EXTRACT PROVIDED ->
- - - - - - -
# Nick Thompson's ass all out at weigh-ins



## j-grif (May 1, 2007)

I have seen a lot of weigh ins but I don't think i have ever seen a fighter weigh in with there jock strap on and ass hanging out all over the place. Here is a link with the picture if you haven't seen it. 

http://www.mmaweekly.com/absolutenm/templates/dailynews.asp?articleid=6768&zoneid=13

I don't know why he would weigh in like that. I would guess a good pair of tighty whites would weigh less then that. I just found this odd. What does everyone else think?


----------



## SimplyNate (May 27, 2007)

Probably trying to be funny or give me nightmares.


----------



## swpthleg (Dec 31, 2006)

hey at least his ass wasn't all broken out.


----------



## The Legend (Jun 13, 2006)

SimplyNate said:


> Probably trying to be funny or *give me nightmares.*


That is what he is trying to give me


----------



## Damone (Oct 1, 2006)

Just Thompson being Thompson.


----------



## swpthleg (Dec 31, 2006)
- - - - - - -
DATASET EXCERPTS ->
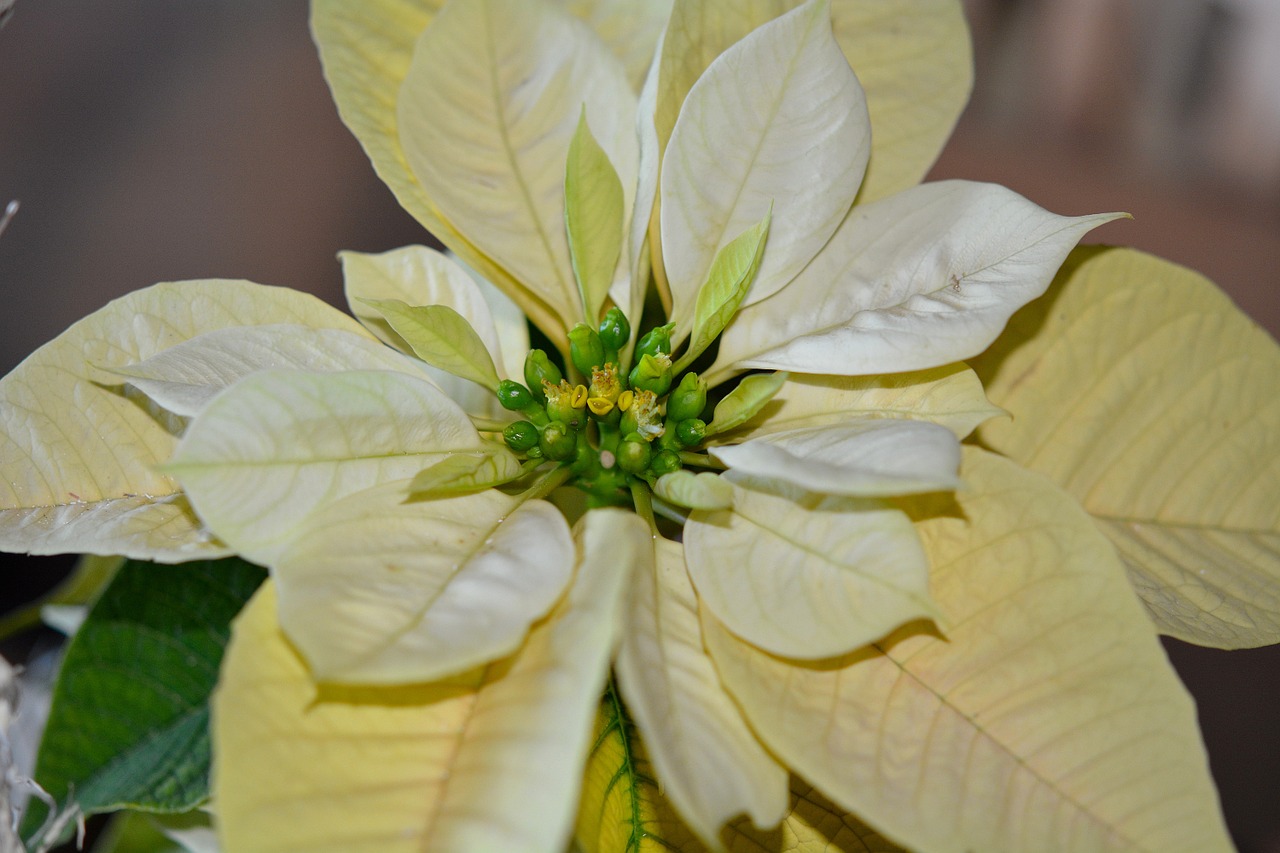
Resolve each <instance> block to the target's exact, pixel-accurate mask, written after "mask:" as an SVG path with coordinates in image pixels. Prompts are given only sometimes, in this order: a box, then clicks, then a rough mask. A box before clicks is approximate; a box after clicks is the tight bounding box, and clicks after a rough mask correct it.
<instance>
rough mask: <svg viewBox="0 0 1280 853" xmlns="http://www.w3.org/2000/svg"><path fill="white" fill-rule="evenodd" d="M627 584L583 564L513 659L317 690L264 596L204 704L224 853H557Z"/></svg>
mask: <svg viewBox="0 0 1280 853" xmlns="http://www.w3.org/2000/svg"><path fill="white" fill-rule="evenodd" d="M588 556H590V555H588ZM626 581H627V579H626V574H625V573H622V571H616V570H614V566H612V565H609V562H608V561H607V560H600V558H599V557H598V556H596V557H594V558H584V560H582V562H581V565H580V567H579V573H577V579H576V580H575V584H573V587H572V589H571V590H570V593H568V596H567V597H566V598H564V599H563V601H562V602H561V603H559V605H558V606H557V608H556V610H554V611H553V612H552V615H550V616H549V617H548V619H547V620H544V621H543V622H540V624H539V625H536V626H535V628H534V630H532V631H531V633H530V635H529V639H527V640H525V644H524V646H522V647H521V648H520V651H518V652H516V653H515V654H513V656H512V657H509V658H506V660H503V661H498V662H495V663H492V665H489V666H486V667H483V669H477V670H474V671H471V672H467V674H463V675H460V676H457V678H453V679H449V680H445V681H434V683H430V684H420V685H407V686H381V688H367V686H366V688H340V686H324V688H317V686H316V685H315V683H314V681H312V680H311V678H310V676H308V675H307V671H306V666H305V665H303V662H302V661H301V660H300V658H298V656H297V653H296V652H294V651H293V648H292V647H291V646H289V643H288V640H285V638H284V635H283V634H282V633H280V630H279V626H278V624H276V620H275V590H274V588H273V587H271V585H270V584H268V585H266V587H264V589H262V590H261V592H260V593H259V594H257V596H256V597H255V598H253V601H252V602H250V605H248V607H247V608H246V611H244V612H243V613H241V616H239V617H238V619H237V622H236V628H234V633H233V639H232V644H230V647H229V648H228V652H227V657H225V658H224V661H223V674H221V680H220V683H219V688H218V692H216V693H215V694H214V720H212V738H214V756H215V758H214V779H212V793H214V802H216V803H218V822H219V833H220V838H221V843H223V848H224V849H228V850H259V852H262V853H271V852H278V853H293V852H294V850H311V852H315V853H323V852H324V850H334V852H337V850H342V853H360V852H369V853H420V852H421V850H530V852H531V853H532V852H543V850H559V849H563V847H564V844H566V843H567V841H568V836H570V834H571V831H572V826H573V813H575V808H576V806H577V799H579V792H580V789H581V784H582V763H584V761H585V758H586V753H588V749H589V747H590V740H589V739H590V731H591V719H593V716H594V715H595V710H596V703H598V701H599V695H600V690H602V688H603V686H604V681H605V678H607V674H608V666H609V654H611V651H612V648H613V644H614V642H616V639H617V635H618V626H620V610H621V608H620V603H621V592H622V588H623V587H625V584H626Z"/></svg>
- - - - - - -
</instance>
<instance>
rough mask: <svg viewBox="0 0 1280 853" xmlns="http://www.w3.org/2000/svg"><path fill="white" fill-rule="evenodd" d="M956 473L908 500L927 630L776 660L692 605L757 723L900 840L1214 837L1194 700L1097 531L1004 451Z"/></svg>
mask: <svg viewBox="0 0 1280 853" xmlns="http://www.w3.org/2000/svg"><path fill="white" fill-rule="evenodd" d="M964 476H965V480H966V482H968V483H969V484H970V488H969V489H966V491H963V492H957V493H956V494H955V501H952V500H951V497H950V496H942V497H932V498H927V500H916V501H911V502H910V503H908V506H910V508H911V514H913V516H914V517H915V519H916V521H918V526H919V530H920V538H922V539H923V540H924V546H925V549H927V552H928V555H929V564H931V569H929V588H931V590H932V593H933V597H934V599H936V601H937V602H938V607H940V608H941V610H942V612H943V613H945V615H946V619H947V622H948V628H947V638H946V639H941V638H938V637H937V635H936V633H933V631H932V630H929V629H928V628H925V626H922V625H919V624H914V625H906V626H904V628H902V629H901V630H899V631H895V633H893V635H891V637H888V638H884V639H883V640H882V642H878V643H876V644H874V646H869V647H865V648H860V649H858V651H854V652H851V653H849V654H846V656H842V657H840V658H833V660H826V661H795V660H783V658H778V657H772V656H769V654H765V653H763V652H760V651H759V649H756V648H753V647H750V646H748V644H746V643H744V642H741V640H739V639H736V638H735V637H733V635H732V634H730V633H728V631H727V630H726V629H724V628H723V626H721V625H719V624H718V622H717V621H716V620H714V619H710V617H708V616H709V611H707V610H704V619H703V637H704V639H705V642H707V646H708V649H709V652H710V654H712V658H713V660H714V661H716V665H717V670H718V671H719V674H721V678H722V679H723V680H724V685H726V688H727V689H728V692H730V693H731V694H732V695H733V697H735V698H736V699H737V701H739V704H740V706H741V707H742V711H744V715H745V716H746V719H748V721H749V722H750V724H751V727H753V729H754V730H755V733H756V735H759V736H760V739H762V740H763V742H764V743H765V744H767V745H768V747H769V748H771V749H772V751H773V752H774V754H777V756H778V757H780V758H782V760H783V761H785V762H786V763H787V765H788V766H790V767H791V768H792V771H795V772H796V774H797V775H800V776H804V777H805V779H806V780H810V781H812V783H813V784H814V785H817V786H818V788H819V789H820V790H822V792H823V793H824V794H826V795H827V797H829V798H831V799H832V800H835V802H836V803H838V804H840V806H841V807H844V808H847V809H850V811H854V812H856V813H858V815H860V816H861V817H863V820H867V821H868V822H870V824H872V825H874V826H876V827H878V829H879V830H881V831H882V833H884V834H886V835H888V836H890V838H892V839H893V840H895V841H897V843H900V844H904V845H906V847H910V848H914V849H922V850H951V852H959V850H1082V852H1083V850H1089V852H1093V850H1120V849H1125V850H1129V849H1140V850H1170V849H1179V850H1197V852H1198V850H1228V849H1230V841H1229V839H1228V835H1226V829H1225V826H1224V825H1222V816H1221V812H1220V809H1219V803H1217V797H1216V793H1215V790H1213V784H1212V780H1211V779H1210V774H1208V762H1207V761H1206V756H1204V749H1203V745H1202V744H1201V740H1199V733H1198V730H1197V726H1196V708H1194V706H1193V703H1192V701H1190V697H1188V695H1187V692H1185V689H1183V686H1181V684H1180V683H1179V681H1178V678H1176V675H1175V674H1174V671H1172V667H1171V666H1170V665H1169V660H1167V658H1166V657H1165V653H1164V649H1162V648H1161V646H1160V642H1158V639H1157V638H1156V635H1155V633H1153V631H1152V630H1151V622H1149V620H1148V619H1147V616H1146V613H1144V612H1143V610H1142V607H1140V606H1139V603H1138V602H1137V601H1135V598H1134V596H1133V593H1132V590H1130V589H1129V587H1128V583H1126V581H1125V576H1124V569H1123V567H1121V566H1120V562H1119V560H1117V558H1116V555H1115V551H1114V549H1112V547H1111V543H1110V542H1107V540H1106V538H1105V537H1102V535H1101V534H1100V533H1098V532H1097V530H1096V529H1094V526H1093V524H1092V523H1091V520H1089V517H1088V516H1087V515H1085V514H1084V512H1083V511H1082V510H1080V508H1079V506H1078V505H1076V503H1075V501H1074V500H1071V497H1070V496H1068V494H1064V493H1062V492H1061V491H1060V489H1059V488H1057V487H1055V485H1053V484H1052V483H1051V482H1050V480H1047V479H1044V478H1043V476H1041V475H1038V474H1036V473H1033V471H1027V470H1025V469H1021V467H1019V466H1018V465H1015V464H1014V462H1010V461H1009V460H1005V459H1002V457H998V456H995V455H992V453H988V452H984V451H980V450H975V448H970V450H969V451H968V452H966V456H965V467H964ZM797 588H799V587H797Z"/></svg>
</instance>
- - - - - - -
TASK DETAILS -> Please retype the forum thread from "## j-grif (May" up to and including "haven't seen it.". This material was drawn from a different source than the forum thread.

ANSWER AREA ->
## j-grif (May 1, 2007)

I have seen a lot of weigh ins but I don't think i have ever seen a fighter weigh in with there jock strap on and ass hanging out all over the place. Here is a link with the picture if you haven't seen it.